_Your task_
Reproduce the passage on Crayon Shin-chan Spin-off in its entirety, word for word.

>> Begin Given passage

クレヨンしんちゃん外伝 (Kureyon Shin-chan Gaiden)
- Created by: Yoshito Usui
- Directed by: Michio Mihara
- Studio: Shin-Ei Animation
- Licensed by: Amazon Prime Video (streaming)
- Released: August 3, 2016 – August 23, 2017
- Runtime: 7 minutes
- Episodes: 52 (List of episodes)

= Crayon Shin-chan Spin-off =

Japanese anime series

Crayon Shin-chan Spin-off (クレヨンしんちゃん外伝, Kureyon Shin-chan Gaiden) is an anime television series and a spin-off of Crayon Shin-chan. Amazon Japan exclusively streamed the spin-off, with all four volumes consisting of 13 episodes of about seven minutes each.

Unlike the main series, which is set in present-day Kasukabe, each volume of the spin-off explores a different setting and storyline, with the first taking place 100 years in the future aboard a space station.

In May 2022, all four volumes were dubbed into English.

==Episodes==
===Series overview===

| Volume |  | Title | Episodes | Originally aired |  |
| First aired | Last aired |
|  | 1 | Crayon Shin-chan Spin-off: Alien vs. Shinnosuke | 13 | 3 August 2016 | 26 October 2016 |
|  | 2 | Crayon Shin-chan Spin-off: Toy Wars | 13 | 9 November 2016 | 1 February 2017 |
|  | 3 | Crayon Shin-chan Spin-off: Lone Wolf and Family | 13 | 22 February 2017 | 17 May 2017 |
|  | 4 | Crayon Shin-chan Spin-off: O-O-O-No Shinnosuke | 13 | 31 May 2017 | 23 August 2017 |

===Volume 1 (Shin chan Spin-off vol.1 Aliens vs. Shinnosuke)===
The first volume entitled Crayon Shin-chan Spin-off: Alien vs. Shinnosuke (クレヨンしんちゃん 外伝エイリアンvs.しんのすけ Kureyon Shin-chan Gaiden Eirian vs. Shinnosuke) started streaming exclusively on Amazon Prime Video Japan on August 3, 2016. The first volume became available on December 14 on Amazon Prime Video in various European countries, India, Canada and Australia and on January 12, 2017 worldwide with Japanese audio and English, German, Spanish, French, Italian and Portuguese subtitles as Shin chan Spin-off vol.1 Aliens vs. Shinnosuke.

>> End Given passage
>> Begin Records shown

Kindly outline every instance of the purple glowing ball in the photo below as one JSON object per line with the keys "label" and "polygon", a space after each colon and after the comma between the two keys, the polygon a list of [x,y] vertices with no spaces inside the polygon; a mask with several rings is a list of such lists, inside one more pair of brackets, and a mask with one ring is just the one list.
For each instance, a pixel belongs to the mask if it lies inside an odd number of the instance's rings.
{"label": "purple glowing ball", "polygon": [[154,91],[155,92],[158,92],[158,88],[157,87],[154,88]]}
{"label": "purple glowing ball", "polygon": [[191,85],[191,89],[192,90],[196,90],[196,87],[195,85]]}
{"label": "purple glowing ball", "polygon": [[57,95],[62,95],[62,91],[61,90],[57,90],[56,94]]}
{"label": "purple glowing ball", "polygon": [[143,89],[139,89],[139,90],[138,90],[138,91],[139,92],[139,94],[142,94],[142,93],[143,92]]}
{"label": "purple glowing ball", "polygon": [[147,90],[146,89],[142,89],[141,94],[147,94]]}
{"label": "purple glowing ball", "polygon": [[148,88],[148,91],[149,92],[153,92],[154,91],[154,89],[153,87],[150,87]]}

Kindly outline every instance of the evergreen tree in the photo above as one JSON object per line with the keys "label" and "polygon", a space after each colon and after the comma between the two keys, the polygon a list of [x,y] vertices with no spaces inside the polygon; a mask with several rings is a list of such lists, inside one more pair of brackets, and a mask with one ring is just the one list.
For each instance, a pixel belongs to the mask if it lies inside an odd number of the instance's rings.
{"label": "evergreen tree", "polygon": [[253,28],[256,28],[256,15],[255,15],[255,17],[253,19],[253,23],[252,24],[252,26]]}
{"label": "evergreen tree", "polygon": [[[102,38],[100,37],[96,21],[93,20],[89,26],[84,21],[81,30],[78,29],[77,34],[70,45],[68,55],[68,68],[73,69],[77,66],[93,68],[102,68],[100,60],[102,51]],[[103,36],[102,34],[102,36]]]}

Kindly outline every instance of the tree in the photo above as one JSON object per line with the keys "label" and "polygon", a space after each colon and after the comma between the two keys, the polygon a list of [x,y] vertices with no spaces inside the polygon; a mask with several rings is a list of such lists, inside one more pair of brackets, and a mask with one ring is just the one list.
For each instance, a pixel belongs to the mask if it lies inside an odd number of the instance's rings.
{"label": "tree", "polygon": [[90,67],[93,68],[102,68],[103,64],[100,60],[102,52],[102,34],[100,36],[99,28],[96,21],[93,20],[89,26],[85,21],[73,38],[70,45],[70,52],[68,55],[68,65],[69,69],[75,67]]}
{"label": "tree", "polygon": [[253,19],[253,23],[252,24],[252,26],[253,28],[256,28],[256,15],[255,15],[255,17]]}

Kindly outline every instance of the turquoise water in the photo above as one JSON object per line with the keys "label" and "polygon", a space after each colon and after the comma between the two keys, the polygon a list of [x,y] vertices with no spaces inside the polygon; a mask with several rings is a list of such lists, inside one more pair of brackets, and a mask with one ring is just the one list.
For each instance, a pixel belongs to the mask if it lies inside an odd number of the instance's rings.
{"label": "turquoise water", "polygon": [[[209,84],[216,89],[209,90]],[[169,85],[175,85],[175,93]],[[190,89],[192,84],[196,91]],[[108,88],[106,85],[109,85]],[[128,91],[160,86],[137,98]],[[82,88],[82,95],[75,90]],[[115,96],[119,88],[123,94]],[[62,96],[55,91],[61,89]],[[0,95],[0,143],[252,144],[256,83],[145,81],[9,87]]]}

>> End Records shown
>> Begin Records shown

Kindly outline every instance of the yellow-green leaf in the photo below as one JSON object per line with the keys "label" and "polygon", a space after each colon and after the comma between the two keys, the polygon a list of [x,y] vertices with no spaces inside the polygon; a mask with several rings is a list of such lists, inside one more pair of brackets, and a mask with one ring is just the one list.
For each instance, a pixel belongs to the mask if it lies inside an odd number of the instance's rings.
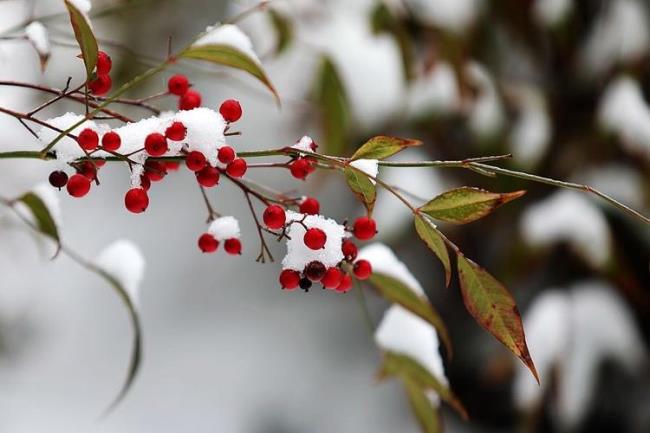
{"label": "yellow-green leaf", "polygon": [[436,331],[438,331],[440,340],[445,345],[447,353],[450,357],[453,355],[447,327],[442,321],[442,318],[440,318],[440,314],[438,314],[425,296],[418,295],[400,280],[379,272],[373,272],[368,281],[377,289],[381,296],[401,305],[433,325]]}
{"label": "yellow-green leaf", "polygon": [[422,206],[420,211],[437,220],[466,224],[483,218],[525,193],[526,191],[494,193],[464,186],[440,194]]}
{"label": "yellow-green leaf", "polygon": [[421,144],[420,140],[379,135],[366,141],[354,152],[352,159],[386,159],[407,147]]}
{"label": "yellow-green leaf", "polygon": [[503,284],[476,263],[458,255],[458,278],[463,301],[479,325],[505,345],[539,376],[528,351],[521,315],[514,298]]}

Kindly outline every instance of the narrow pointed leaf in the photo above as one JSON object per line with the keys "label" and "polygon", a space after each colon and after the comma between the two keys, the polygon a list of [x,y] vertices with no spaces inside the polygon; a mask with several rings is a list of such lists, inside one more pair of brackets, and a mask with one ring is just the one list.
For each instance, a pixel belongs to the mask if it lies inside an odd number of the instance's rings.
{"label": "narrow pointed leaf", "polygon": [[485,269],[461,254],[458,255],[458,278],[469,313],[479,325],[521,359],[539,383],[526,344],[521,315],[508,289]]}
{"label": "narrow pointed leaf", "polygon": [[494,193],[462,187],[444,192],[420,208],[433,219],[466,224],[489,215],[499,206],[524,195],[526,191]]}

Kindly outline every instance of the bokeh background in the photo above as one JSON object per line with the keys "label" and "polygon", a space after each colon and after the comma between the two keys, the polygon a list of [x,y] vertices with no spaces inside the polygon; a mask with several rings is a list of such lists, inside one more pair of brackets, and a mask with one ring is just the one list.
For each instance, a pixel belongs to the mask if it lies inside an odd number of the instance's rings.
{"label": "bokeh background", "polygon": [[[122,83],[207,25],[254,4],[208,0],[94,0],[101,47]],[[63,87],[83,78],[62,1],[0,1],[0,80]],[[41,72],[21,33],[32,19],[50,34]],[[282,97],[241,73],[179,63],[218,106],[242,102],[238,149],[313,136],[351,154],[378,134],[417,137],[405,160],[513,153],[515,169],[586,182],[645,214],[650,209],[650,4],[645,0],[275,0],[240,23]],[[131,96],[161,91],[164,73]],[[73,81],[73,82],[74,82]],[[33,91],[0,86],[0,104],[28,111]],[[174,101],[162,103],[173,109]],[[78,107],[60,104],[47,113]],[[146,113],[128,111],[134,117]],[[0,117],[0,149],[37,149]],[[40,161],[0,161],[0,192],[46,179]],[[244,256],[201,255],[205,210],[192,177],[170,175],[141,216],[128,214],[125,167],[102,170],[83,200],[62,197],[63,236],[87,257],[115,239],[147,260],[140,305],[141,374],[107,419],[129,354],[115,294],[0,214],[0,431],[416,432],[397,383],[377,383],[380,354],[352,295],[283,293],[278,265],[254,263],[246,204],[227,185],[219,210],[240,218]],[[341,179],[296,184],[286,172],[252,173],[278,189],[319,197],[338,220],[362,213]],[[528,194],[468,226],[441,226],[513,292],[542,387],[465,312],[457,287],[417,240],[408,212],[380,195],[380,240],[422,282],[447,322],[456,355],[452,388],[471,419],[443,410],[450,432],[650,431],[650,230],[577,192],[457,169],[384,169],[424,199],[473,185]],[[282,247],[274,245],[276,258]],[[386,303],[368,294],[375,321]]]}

>> End Records shown

_Answer to this task_
クレヨンしんちゃん外伝 (Kureyon Shin-chan Gaiden)
- Created by: Yoshito Usui
- Directed by: Michio Mihara
- Studio: Shin-Ei Animation
- Licensed by: Amazon Prime Video (streaming)
- Released: August 3, 2016 – August 23, 2017
- Runtime: 7 minutes
- Episodes: 52 (List of episodes)

= Crayon Shin-chan Spin-off =

Japanese anime series

Crayon Shin-chan Spin-off (クレヨンしんちゃん外伝, Kureyon Shin-chan Gaiden) is an anime television series and a spin-off of Crayon Shin-chan. Amazon Japan exclusively streamed the spin-off, with all four volumes consisting of 13 episodes of about seven minutes each.

Unlike the main series, which is set in present-day Kasukabe, each volume of the spin-off explores a different setting and storyline, with the first taking place 100 years in the future aboard a space station.

In May 2022, all four volumes were dubbed into English.

==Episodes==
===Series overview===

| Volume |  | Title | Episodes | Originally aired |  |
| First aired | Last aired |
|  | 1 | Crayon Shin-chan Spin-off: Alien vs. Shinnosuke | 13 | 3 August 2016 | 26 October 2016 |
|  | 2 | Crayon Shin-chan Spin-off: Toy Wars | 13 | 9 November 2016 | 1 February 2017 |
|  | 3 | Crayon Shin-chan Spin-off: Lone Wolf and Family | 13 | 22 February 2017 | 17 May 2017 |
|  | 4 | Crayon Shin-chan Spin-off: O-O-O-No Shinnosuke | 13 | 31 May 2017 | 23 August 2017 |

===Volume 1 (Shin chan Spin-off vol.1 Aliens vs. Shinnosuke)===
The first volume entitled Crayon Shin-chan Spin-off: Alien vs. Shinnosuke (クレヨンしんちゃん 外伝エイリアンvs.しんのすけ Kureyon Shin-chan Gaiden Eirian vs. Shinnosuke) started streaming exclusively on Amazon Prime Video Japan on August 3, 2016. The first volume became available on December 14 on Amazon Prime Video in various European countries, India, Canada and Australia and on January 12, 2017 worldwide with Japanese audio and English, German, Spanish, French, Italian and Portuguese subtitles as Shin chan Spin-off vol.1 Aliens vs. Shinnosuke.